>> Begin

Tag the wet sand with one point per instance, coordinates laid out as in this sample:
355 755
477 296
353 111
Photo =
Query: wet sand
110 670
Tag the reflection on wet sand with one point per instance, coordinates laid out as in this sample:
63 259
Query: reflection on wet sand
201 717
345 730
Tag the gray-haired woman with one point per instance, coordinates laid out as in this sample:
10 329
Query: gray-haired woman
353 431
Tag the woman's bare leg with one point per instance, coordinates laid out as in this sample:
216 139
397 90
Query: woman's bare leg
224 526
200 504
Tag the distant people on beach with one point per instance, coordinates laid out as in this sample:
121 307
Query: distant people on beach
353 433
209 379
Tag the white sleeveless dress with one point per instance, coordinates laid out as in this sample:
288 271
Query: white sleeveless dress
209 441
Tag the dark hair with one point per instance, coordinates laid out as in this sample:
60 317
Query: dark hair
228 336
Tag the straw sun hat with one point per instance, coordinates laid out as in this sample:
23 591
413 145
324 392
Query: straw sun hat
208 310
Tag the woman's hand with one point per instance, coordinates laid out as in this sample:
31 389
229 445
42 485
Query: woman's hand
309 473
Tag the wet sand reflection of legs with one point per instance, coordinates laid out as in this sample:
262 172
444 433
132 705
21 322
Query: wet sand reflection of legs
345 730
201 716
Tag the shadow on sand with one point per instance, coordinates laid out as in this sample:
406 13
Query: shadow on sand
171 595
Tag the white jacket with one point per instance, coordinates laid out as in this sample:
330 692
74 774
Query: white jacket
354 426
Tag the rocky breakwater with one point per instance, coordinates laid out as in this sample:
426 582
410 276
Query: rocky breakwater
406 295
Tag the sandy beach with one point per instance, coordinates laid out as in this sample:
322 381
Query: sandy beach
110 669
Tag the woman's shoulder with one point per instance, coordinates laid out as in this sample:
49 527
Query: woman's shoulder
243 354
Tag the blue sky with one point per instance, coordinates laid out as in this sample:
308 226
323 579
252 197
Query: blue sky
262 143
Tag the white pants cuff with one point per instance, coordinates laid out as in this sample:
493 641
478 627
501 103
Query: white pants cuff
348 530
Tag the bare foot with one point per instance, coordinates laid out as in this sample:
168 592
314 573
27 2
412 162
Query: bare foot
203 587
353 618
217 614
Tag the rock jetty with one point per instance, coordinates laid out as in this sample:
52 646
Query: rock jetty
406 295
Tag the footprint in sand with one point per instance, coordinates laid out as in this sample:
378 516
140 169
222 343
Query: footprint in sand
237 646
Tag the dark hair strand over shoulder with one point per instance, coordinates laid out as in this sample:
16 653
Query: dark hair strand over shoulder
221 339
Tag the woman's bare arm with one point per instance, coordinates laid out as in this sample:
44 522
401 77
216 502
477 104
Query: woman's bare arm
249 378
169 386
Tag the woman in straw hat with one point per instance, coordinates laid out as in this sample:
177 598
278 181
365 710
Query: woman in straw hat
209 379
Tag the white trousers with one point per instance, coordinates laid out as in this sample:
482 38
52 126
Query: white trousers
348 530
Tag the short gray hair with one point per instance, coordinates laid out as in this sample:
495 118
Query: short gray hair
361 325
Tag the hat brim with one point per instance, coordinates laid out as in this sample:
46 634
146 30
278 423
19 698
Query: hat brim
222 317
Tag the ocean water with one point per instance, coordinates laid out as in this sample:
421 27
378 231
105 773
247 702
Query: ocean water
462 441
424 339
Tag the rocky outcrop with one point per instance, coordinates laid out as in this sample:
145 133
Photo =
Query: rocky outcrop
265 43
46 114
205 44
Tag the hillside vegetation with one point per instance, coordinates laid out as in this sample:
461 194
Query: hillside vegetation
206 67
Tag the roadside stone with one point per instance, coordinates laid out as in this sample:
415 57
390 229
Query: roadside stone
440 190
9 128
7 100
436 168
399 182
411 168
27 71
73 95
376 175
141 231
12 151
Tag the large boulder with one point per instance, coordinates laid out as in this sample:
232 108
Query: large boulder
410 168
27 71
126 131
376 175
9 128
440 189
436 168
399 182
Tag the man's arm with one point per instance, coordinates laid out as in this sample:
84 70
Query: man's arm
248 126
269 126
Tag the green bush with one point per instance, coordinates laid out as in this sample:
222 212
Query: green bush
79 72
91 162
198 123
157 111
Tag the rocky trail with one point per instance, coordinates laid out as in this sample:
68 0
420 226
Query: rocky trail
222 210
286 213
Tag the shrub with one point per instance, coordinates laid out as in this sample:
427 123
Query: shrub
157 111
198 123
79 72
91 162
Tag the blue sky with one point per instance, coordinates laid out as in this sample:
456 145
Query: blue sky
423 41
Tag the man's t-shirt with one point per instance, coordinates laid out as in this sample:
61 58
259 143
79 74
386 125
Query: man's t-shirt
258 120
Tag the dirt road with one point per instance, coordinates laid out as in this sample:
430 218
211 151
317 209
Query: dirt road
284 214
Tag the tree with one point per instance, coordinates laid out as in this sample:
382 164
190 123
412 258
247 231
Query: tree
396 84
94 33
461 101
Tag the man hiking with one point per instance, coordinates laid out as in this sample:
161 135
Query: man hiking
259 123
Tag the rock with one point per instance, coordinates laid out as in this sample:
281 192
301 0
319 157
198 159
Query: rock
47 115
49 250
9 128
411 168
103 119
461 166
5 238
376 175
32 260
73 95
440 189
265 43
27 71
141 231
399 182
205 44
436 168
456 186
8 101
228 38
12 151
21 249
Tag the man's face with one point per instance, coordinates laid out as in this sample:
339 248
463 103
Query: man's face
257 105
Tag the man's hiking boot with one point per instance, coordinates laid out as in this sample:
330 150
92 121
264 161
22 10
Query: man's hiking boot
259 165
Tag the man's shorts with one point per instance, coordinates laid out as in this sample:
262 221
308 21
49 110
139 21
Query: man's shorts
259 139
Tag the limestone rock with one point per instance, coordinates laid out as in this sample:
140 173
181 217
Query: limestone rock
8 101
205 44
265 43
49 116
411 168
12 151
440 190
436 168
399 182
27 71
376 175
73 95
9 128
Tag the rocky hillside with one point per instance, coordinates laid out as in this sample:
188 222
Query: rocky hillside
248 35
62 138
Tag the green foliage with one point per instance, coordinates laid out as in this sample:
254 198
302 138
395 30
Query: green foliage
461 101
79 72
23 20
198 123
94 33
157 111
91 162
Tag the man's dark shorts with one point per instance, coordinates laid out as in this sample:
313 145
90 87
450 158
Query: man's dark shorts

>> End

## What the task asks
Rewrite every line of the material above as a numbered list, leaving out any blank lines.

## Response for this exercise
1. Tag the wet sand with one point per instance, coordinates laid out as in this sample:
2. 355 755
3. 477 296
4. 353 111
5. Photo =
6. Query: wet sand
7. 110 670
8. Tag the reflection on wet sand with one point per instance, coordinates laid out as in this sample:
9. 63 259
10. Query: reflection on wet sand
11. 201 717
12. 345 730
13. Tag the gray-haired woman with one point per instance, coordinates laid out as in this sample:
14. 10 329
15. Query: gray-haired woman
16. 353 431
17. Tag the woman's bare leg with one point per instance, coordinates laid out as in this sample:
18. 216 139
19. 397 90
20. Query: woman's bare leg
21. 224 526
22. 200 504
23. Tag the distant people on beach with one point per instance, coordinates laid out as in this sample:
24. 121 307
25. Query: distant people on beach
26. 353 433
27. 209 379
28. Tag the white sleeveless dress with one point per instance, coordinates laid out as in this sample:
29. 288 271
30. Query: white sleeveless dress
31. 209 441
32. Tag the dark hair with one point per instance, coordinates laid out as in this sample:
33. 60 317
34. Query: dark hair
35. 228 336
36. Tag the straw sun hat with one point per instance, coordinates laid out as in this sample:
37. 23 591
38. 413 145
39. 324 392
40. Query: straw sun hat
41. 208 310
42. Tag the woman's hand with one point per instance, coordinates laid out as in this sample:
43. 31 389
44. 229 445
45. 42 485
46. Query: woman's hand
47. 309 473
48. Tag the wet sand reflection of legs with one point per instance, coordinates laid out as in this sample:
49. 262 172
50. 444 433
51. 132 705
52. 21 322
53. Query: wet sand reflection of legs
54. 345 730
55. 201 716
56. Tag the shadow on sand with one point per instance, coordinates laid out as in this sample:
57. 406 13
58. Query: shadow on sand
59. 171 595
60. Tag the white jacket with one point per instance, coordinates laid out as in this sample:
61. 330 692
62. 74 774
63. Query: white jacket
64. 354 426
65. Tag the rocky breakwater with one point per instance, coordinates laid out as in this sample:
66. 426 582
67. 410 276
68. Query: rocky breakwater
69. 406 295
70. Tag the sandy beach with one point per instance, coordinates laid out as in this sample:
71. 322 381
72. Query: sandy beach
73. 110 669
74. Tag the woman's shoulder with one point per instance, coordinates laid out as in this sample:
75. 49 527
76. Query: woman's shoulder
77. 243 354
78. Tag the blue sky with one point per instance, coordinates laid out as in this sample:
79. 308 226
80. 323 579
81. 252 197
82. Query: blue sky
83. 262 143
84. Tag the white pants cuff with one point per instance, coordinates laid out as in this sample:
85. 493 641
86. 478 627
87. 501 103
88. Query: white pants cuff
89. 348 530
90. Tag the bare foot with one point per instance, coordinates laid out as in this sample:
91. 168 592
92. 314 573
93. 27 2
94. 412 162
95. Query: bare foot
96. 203 587
97. 353 618
98. 217 614
99. Tag the rock jetty with one point per instance, coordinates laid out as in this sample:
100. 52 646
101. Query: rock jetty
102. 406 295
103. Tag the footprint in sand with one point per instance, coordinates laid out as in this sample:
104. 378 516
105. 140 169
106. 222 343
107. Query: footprint in sand
108. 237 646
109. Tag the dark hair strand over shoulder with one point per instance, coordinates laid out as in this sample:
110. 16 653
111. Query: dark hair strand over shoulder
112. 221 339
113. Tag the woman's bare arm with one point per instance, coordinates laid out as in this sample:
114. 44 522
115. 401 77
116. 216 502
117. 477 104
118. Query: woman's bare arm
119. 249 378
120. 169 386
121. Tag the woman in straw hat with one point per instance, coordinates laid out as in this sample:
122. 177 598
123. 278 181
124. 365 710
125. Query: woman in straw hat
126. 209 379
127. Tag the white trousers with one point per instance, coordinates laid out as in this sample:
128. 482 38
129. 52 126
130. Query: white trousers
131. 348 530
132. Tag the short gray hair with one point per instance, coordinates laid out as in this sample:
133. 495 118
134. Query: short gray hair
135. 361 325
136. Tag the hat brim with one point per instance, coordinates laid out as in this sample:
137. 46 634
138. 146 30
139. 278 423
140. 19 698
141. Query: hat brim
142. 222 317
143. Tag the ocean water with one point per instance, coordinates laid out as in this sample:
144. 421 27
145. 378 231
146. 105 773
147. 247 702
148. Query: ocean water
149. 462 441
150. 424 339
151. Tag the rocky outcrop with one point per instance, coordinates laid out as in this sample:
152. 145 133
153. Photo =
154. Query: rocky outcrop
155. 265 43
156. 46 114
157. 205 44
158. Tag the hillside vegetation with one point per instance, coordinates laid out as in this sample:
159. 461 194
160. Query: hillside vegetation
161. 206 67
162. Tag the roadside stone with one point per instance, coordinates laid out as in this sample:
163. 415 57
164. 390 229
165. Query: roadside stone
166. 440 190
167. 9 128
168. 7 100
169. 436 168
170. 399 182
171. 411 168
172. 27 71
173. 73 95
174. 376 175
175. 141 231
176. 12 151
177. Tag the large boulder with one point per instance, coordinates laid out as in this sample:
178. 232 108
179. Query: large boulder
180. 410 168
181. 27 71
182. 126 131
183. 376 175
184. 9 128
185. 440 189
186. 436 168
187. 399 182
188. Tag the man's arm with one point per instance, coordinates laid out as in this sample:
189. 84 70
190. Query: man's arm
191. 248 126
192. 269 126
193. Tag the green bush with one point per instance, coordinates laid out as in this sample:
194. 222 212
195. Query: green bush
196. 79 72
197. 91 162
198. 198 123
199. 157 111
200. Tag the rocky trail with one point per instance, coordinates laid out as in this sample:
201. 68 0
202. 420 226
203. Query: rocky trail
204. 222 210
205. 286 213
206. Tag the shrub with one point per instance, coordinates laid out as in this sample:
207. 427 123
208. Query: shrub
209. 157 111
210. 198 123
211. 79 72
212. 91 162
213. Tag the blue sky with one point per instance, coordinates laid out as in this sample:
214. 456 145
215. Query: blue sky
216. 423 41
217. Tag the man's t-shirt with one point per instance, coordinates laid out as in this sample:
218. 61 58
219. 259 143
220. 79 74
221. 386 125
222. Query: man's t-shirt
223. 258 120
224. Tag the dirt road with one point per instance, coordinates laid out as in this sample:
225. 430 218
226. 211 151
227. 317 209
228. Query: dirt road
229. 284 214
230. Tag the tree with one point per instance, coordinates laid out as in this sample:
231. 382 164
232. 190 123
233. 412 258
234. 247 231
235. Query: tree
236. 396 84
237. 94 33
238. 461 101
239. Tag the man hiking with one point per instance, coordinates laid out as in this sample:
240. 161 135
241. Query: man hiking
242. 259 123
243. Tag the rock with one point per instance, coordinates laid out as in this sample:
244. 281 192
245. 301 0
246. 319 157
247. 198 159
248. Query: rock
249. 47 115
250. 49 250
251. 9 128
252. 411 168
253. 103 119
254. 461 166
255. 5 238
256. 376 175
257. 32 260
258. 73 95
259. 440 189
260. 265 43
261. 27 71
262. 141 231
263. 399 182
264. 205 44
265. 436 168
266. 456 186
267. 8 101
268. 228 38
269. 12 151
270. 21 249
271. Tag the man's face with one point per instance, coordinates laid out as in this sample:
272. 339 248
273. 463 103
274. Query: man's face
275. 257 105
276. Tag the man's hiking boot with one point per instance, coordinates laid out as in this sample:
277. 330 150
278. 92 121
279. 264 161
280. 22 10
281. Query: man's hiking boot
282. 259 165
283. Tag the man's shorts with one point per instance, coordinates laid out as in this sample:
284. 262 221
285. 308 21
286. 49 110
287. 139 21
288. Query: man's shorts
289. 259 139
290. Tag the limestone rock with one point per instance, coordinates laid out as in this sample:
291. 140 173
292. 181 217
293. Query: limestone rock
294. 8 101
295. 205 44
296. 265 43
297. 49 116
298. 411 168
299. 12 151
300. 440 190
301. 436 168
302. 399 182
303. 27 71
304. 376 175
305. 73 95
306. 9 128
307. Tag the rocky hillside with one point per instance, coordinates laid out as in this sample:
308. 188 222
309. Query: rocky hillside
310. 248 35
311. 62 138
312. Tag the green foliage with one point per instance, coordinates laid out as in this sample:
313. 254 198
314. 302 138
315. 395 30
316. Query: green foliage
317. 461 101
318. 79 72
319. 23 20
320. 198 123
321. 94 33
322. 157 111
323. 91 162
324. Tag the man's dark shorts with one point per instance, coordinates laid out as in this sample:
325. 313 145
326. 90 87
327. 450 158
328. Query: man's dark shorts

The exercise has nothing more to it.